Releases: jegly/OfflineLLM
Releases · jegly/OfflineLLM
OfflineLLM-v3.0.0
OfflineLLM v2.0.0
OfflineLLM v2.0.0
A fully offline, private AI chat app for Android. All inference runs on-device via llama.cpp. Zero network permissions.
What's New in v2.0.0
- Advanced Sampling Parameters — Full control over Temperature, Top-P, Top-K, Min-P, and Repeat Penalty with slider UI and plain-English explanations
- Context Size Slider — Adjustable from 512 to 16384 tokens
- Text-to-Speech — Read AI responses aloud (speaker icon on assistant messages)
- Chat Search — Search messages within conversations
- Delete Individual Messages — Long-press any message to delete
- Auto-Title Conversations — Chat titles set automatically from your first message
- Theme Selector — System Default / Light / Dark / AMOLED Black
- Accent Colour Picker — 9 colour options
- Thinking Tag Stripping — Hides blocks from reasoning models
- Empty Response Fix — No more blank message bubbles
- Help Screen — Built-in guide for downloading models from HuggingFace
- About Screen — Version info, license, links
Downloads
- OfflineLLM-v2.0.0-release.apk — Install directly on any Android 14+ device
- gemma-3-270m-it-Q4_K_M.gguf — Bundled model, fast on 4GB RAM devices (~300MB)

[Stored records]
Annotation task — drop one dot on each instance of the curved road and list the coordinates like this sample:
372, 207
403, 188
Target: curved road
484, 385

--

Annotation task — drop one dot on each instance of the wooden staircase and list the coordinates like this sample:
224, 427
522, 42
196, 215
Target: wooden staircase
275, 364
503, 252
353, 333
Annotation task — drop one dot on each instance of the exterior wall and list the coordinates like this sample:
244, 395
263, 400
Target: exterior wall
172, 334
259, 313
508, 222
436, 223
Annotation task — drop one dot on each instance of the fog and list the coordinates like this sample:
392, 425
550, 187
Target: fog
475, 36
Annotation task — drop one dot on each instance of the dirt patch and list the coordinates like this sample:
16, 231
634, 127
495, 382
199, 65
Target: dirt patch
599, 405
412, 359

* * *

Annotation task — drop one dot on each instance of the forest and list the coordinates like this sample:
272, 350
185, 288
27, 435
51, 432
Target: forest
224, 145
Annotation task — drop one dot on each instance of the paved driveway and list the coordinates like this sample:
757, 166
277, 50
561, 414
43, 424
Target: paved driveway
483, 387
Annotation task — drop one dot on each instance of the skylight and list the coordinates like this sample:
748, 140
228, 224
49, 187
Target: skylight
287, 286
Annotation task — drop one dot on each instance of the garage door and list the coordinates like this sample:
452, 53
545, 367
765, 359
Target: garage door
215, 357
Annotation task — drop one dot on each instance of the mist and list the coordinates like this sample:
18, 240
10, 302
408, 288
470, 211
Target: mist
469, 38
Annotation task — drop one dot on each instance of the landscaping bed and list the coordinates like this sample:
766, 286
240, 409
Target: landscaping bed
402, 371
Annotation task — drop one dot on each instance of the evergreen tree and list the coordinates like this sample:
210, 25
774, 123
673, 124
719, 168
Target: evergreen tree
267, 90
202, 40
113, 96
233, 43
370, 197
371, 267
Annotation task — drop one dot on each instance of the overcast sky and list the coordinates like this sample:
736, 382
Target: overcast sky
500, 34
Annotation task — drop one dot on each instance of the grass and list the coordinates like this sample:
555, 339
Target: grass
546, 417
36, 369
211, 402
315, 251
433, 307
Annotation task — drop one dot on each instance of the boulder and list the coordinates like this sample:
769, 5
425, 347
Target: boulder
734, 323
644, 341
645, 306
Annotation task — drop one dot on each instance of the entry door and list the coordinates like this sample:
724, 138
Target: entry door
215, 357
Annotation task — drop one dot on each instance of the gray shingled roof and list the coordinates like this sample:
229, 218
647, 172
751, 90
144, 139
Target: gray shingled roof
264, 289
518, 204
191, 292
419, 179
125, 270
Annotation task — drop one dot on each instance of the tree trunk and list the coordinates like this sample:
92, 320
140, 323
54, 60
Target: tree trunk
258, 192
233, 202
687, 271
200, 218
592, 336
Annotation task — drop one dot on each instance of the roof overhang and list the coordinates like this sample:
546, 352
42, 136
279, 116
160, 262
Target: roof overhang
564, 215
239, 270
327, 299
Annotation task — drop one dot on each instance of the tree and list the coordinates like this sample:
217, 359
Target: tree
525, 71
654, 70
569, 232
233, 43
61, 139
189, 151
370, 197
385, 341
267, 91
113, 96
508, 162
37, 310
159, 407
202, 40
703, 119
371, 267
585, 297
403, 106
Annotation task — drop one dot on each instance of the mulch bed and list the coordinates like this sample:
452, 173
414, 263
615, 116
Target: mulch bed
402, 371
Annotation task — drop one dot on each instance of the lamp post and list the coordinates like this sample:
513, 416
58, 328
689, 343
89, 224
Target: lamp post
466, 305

### Problem
Summarize the release notes in two sentences. Rely only on the release notes, not on the records.

### Written solution
OfflineLLM is a fully offline, private AI chat app for Android that runs all inference on-device via llama.cpp and has zero network permissions. Version 2.0.0 adds advanced sampling parameters, a context size slider, text-to-speech, chat search, theme and accent color options, and help and about screens, and it ships as an APK for Android 14+ devices with a bundled Gemma model.